-- BEGIN Recorded data --

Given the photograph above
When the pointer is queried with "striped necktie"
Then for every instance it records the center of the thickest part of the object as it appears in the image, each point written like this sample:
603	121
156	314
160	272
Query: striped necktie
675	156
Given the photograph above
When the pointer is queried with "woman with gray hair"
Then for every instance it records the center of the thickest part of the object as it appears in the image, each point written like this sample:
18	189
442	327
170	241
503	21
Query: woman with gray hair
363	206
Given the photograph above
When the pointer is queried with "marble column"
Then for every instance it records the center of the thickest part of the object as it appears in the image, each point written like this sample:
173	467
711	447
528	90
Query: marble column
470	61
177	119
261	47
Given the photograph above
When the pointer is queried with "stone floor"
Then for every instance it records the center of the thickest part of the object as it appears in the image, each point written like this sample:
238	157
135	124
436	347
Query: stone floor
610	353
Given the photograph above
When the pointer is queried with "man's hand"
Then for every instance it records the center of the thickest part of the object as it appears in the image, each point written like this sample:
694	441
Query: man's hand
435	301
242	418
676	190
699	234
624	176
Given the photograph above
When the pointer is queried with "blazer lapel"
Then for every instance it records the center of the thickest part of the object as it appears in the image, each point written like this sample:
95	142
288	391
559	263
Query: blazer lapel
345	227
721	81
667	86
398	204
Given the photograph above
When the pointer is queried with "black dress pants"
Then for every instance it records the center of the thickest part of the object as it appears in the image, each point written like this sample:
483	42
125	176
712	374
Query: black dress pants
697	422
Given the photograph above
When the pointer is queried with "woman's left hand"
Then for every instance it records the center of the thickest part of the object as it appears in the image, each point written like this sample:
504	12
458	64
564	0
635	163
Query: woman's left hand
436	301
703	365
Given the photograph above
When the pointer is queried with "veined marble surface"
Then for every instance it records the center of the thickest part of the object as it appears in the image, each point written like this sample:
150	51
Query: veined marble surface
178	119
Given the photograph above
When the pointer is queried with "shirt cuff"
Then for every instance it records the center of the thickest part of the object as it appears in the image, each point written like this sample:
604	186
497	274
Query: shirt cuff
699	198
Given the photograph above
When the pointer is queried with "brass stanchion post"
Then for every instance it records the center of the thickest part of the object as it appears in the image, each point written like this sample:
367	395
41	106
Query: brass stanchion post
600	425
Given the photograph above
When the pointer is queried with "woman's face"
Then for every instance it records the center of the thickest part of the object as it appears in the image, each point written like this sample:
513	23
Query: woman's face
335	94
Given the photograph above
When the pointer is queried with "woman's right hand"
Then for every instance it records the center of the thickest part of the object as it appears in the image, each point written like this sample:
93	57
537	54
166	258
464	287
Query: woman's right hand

-- END Recorded data --

> [What the task asks]:
Retype every record above exactly as it appears.

> [Solution to this task]:
Given the photograph above
When the pointer is queried with "striped necktie"
Then for every instance it records the center of the thickest part of the object as it appears in the image, each point written like this sample:
603	121
156	314
160	272
Query: striped necktie
675	156
Given the photograph above
When the pointer is queried with "woman with gray hair"
Then for every instance it records the center of the thickest part of the object as it appears in the image, each point written like this sample:
18	189
442	327
170	241
503	21
Query: woman with gray hair
363	206
Given the photograph above
When the pointer is queried with "marble column"
Then for every instance it records the center of the thickest part of the object as it appears in the image, each point written like this sample:
173	467
711	447
528	90
Query: marble column
470	61
177	119
261	47
Given the photograph above
When the pointer is queried with "stone floor"
Then for every instance it records the center of the thickest part of the object as it appears in the image, each point written like this sample:
238	157
135	124
436	347
Query: stone floor
610	353
Given the photograph above
When the pointer is queried with "man's hand"
Then for every instance it records the center of the thickest part of the object as it appears in the image, each point written like this sample:
694	441
Query: man's hand
435	301
242	418
676	190
699	234
624	176
Given the photograph above
When the pointer is queried with "blazer lapel"
Then for every instance it records the center of the thickest part of the object as it appears in the image, each point written like this sample:
95	142
288	391
559	263
Query: blazer lapel
345	227
721	81
667	86
398	204
Given the photograph above
When the pointer is queried with "black dress pants"
Then for every instance it records the center of the thickest part of the object as it appears in the image, each point written like this sample:
483	42
125	176
712	374
Query: black dress pants
697	422
Given the photograph above
When the pointer is queried with "woman's left hand"
Then for every instance it records the center of the thickest part of the object as it appears in the image, each point written like this sample:
504	12
458	64
564	0
635	163
Query: woman's left hand
436	301
703	365
Given the photograph above
When the pointer is queried with "veined marble surface"
Then for every instance it records the center of the thickest part of the object as it appears in the image, each point written like this sample:
150	51
Query: veined marble surface
178	119
Given the photograph above
When the pointer is queried with "shirt cuff"
Then for every instance it records the center of the thickest part of the object as it appears in the image, each point written like this sample:
604	186
497	274
Query: shirt cuff
699	198
Given the photograph above
When the pointer is queried with "brass stanchion post"
Then for every instance it records the center of the thickest part of the object as it appears in the image, each point written like this sample:
367	395
41	106
Query: brass stanchion post
600	425
Given the photograph above
When the pointer is queried with "woman's face"
Then for every instance it records the center of the thickest part of the object as it appears in the image, each point written like this sample:
513	23
Query: woman's face
335	94
Given the photograph above
When the pointer is queried with "woman's right hand"
Then for every instance it records the center of the thickest part of the object as it appears in the image, each point written like this sample:
93	57
537	54
166	258
464	287
Query: woman's right hand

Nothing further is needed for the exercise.